#### Source
★ ★ ★ ★ ★ ★ ★

Featured: This Globetrotting Audi 200 Quattro Was Hannu Mikkola's—And Audi's—Final WRC Podium Finisher

This Globetrotting Audi 200 Quattro Was Hannu Mikkola’s—And Audi’s—Final WRC Podium Finisher

By Robb Pritchard
May 10, 2021

Photography by Robb Pritchard
Event images c/o Wolf-Dieter Ihle

The motorsport world lost one of its greats earlier this year. One of the highest-flying Finns, a World Rally Championship winner, and an excellent driver who led a decades-long competitive career, Hannu Mikkola deserved his legendary status, and his passing this February was a solemn time for his many fans, his family, and the motorsport world.
He famously took Audi Sport’s first and last wins in the WRC, earning a drivers’ championship title in 1983 in the process. After an opportunity to see one of his former cars up close—the 200 Quattro that Mikkola drove to his final WRC podium step during the 1987 Acropolis Rally—we took a look back at the man’s achievements with Audi Sport in the presence of a physical piece of his legacy.

Mikkola began driving competitively in his native Finland in the early 1960s, winning his first event of record in 1966 at the wheel of a Volvo 122. He later came to prominence and gained major manufacturer attention in 1970, in part for winning the five-week, 16,000-mile rally from London to Mexico World Cup Rally at the wheel of a Ford Escort 1850 GT, with co-driver Gunnar Palm. Throughout the rest of the decade, Mikkola drove an eclectic mix of Fords, Volvos, Peugeots, and Toyotas, and officially started his WRC career in 1973. Mikkola earned his first world rally victory at the 1974 1000 Lakes Rally, an event he would go on to win seven times (a record he holds with Marcus Gronholm).

★ ★ ★ ★ ★ ★ ★

#### What you need to do
Revise the article on Hannu Mikkola's Audi from "Featured: This Globetrotting" to "the motorsport world.", changing "solemn" to "somber". The records come from a source unrelated to the text above.

#### Record excerpts
★ ★ ★ ★ ★ ★ ★

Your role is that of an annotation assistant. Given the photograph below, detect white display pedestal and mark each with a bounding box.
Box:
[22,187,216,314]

★ ★ ★ ★ ★ ★ ★

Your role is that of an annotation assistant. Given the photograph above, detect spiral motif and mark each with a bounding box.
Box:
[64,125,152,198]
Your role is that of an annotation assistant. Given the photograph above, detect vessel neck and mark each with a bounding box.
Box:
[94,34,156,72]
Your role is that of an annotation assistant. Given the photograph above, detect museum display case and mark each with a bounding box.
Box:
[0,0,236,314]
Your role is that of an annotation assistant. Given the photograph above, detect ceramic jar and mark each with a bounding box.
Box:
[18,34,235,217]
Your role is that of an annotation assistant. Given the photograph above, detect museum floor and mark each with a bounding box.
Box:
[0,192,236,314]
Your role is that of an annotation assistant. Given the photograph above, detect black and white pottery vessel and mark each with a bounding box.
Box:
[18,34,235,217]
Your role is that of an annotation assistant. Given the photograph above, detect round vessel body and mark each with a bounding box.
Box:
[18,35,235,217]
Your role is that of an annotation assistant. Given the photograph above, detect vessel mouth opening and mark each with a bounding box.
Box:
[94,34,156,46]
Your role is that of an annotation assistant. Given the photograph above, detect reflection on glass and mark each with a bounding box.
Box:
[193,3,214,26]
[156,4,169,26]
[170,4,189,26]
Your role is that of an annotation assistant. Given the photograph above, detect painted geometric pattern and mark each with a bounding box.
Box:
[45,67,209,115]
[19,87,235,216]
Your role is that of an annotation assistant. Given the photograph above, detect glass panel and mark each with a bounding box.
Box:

★ ★ ★ ★ ★ ★ ★

#### Final result
Featured: This Globetrotting Audi 200 Quattro Was Hannu Mikkola's—And Audi's—Final WRC Podium Finisher

This Globetrotting Audi 200 Quattro Was Hannu Mikkola’s—And Audi’s—Final WRC Podium Finisher

By Robb Pritchard
May 10, 2021

Photography by Robb Pritchard
Event images c/o Wolf-Dieter Ihle

The motorsport world lost one of its greats earlier this year. One of the highest-flying Finns, a World Rally Championship winner, and an excellent driver who led a decades-long competitive career, Hannu Mikkola deserved his legendary status, and his passing this February was a somber time for his many fans, his family, and the motorsport world.